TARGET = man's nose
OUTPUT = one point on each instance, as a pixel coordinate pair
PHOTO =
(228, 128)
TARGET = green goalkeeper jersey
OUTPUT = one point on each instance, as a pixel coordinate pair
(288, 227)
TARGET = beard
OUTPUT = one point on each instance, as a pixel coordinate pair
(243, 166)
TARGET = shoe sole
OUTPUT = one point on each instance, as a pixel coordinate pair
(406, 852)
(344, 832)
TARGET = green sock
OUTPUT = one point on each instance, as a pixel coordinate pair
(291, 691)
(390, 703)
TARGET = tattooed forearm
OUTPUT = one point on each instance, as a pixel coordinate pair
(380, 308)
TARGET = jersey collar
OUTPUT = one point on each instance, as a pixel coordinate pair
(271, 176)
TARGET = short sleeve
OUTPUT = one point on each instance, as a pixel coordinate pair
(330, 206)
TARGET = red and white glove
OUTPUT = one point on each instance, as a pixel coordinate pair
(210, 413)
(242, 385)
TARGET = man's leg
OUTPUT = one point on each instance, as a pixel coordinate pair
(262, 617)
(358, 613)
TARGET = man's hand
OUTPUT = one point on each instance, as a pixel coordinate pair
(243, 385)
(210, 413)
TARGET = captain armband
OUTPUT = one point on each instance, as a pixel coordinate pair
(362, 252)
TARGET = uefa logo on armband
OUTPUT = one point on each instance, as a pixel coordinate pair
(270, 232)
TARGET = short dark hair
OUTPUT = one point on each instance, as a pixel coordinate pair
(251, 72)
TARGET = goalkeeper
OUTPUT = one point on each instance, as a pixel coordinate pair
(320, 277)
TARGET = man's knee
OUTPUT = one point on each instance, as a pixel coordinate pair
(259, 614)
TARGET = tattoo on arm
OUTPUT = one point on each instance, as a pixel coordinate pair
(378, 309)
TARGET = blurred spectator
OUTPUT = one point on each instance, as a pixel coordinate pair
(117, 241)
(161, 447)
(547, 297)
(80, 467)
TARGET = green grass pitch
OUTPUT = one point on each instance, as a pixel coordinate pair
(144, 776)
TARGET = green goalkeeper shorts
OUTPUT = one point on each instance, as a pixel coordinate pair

* * * *

Up to and including the line containing "TARGET = shoe sole", please write out the listing exactly, starting from its first line.

TARGET = man's nose
OUTPUT = one point on each instance, as a pixel coordinate pair
PHOTO =
(228, 128)
TARGET = green goalkeeper jersey
OUTPUT = one point on each instance, as a pixel coordinate pair
(288, 227)
TARGET = beard
OUTPUT = one point on each instance, as a pixel coordinate pair
(243, 166)
TARGET = shoe sole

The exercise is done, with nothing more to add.